**What to do:**
(A) In two sentences, summarize the guide on converting MARC records to UF Digital Collections.
(B) Write out the guide on converting MARC records to UF Digital Collections from "Back to Metadata" up to and including "Collections' spreadsheet template.", substituting "frequent revisions" for "constant updates".

**Text excerpt:**
+++

Skip to Main Content

MARC Records to UFDC: Home

outline the steps of converting OCLC and Alma records to UF Digital Collection Records.

Overview

Back to Metadata for Digital Collections Page

As we shape the new process, this document undergoes constant updates. Last updated in March 2024 by Xiaoli Ma. 

Inspired by the libguide titled as "Using MarcEdit to Create an Excel Spreadsheet From a .dat File", the workflow converts MARC data to fit UF Digital Collections' spreadsheet template. 

MARC to UFDC

Steps

1. Organize the data set in spreadsheet. OCLC number of Electronic Records are required. Derive Electronic Records first before running this workflow. For Thesis and Dissertation that include RDTR and RDTS requests, please use this workflow. 

2. Search, group and export records.

+++

**Supplied material:**
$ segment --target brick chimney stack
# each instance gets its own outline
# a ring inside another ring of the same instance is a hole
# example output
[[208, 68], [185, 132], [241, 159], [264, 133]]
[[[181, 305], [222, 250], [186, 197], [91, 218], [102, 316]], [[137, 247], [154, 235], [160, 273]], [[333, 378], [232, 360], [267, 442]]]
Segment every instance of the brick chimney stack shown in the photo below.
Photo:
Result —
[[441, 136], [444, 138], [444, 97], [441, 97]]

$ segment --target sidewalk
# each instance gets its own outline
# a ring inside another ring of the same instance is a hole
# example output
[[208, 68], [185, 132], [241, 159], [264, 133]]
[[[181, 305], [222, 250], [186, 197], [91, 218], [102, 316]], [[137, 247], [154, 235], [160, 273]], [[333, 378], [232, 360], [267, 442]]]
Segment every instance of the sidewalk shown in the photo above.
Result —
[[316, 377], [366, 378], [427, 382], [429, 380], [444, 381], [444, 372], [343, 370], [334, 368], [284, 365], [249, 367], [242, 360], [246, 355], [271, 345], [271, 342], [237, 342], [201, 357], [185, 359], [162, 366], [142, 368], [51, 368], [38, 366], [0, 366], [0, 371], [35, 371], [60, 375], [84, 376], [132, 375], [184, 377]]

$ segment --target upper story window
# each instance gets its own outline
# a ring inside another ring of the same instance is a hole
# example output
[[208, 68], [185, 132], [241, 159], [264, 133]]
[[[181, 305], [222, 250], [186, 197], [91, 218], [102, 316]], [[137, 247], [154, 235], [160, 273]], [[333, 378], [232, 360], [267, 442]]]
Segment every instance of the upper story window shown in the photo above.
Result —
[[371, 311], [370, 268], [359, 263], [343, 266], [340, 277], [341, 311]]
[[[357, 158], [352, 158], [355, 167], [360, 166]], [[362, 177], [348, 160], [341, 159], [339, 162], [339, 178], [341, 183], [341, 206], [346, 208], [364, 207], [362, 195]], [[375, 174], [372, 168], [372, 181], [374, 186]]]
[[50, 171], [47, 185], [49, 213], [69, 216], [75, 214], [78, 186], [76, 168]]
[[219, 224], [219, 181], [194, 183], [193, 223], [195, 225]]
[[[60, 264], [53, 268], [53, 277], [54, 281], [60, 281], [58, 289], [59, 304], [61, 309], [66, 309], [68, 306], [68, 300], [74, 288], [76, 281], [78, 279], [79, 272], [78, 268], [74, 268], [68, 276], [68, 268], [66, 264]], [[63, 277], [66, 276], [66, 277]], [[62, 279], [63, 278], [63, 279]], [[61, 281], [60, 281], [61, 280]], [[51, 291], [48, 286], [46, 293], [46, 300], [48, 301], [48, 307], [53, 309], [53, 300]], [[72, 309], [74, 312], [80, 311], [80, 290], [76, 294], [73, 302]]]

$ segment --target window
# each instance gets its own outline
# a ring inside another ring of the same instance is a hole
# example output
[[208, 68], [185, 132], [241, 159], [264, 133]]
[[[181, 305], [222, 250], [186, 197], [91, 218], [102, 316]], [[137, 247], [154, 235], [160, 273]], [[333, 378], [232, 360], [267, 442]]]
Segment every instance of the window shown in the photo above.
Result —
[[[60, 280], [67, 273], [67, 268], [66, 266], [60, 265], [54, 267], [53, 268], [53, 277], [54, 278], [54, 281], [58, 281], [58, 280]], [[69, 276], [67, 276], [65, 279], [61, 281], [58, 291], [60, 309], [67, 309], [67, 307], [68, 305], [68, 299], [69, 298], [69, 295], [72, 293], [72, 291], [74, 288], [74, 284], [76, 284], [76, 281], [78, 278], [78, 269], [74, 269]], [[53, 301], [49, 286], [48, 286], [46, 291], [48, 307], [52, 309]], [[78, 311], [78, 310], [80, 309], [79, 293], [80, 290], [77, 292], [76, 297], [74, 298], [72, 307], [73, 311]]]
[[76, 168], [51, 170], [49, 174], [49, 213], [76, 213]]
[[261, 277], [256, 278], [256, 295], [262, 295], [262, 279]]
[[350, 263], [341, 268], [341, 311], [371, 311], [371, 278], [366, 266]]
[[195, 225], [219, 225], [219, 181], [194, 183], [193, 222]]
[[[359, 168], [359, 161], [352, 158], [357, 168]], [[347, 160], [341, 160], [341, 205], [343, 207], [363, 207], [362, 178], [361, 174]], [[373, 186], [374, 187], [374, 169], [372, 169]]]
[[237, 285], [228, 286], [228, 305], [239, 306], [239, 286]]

+++

**Problem solutions:**
(A) The guide outlines the steps for converting OCLC and Alma records into UF Digital Collection records, using a workflow that converts MARC data to fit UF Digital Collections' spreadsheet template. The steps begin with organizing the data set in a spreadsheet, which requires OCLC numbers of Electronic Records, and then searching, grouping and exporting records.

(B)
Back to Metadata for Digital Collections Page

As we shape the new process, this document undergoes frequent revisions. Last updated in March 2024 by Xiaoli Ma. 

Inspired by the libguide titled as "Using MarcEdit to Create an Excel Spreadsheet From a .dat File", the workflow converts MARC data to fit UF Digital Collections' spreadsheet template.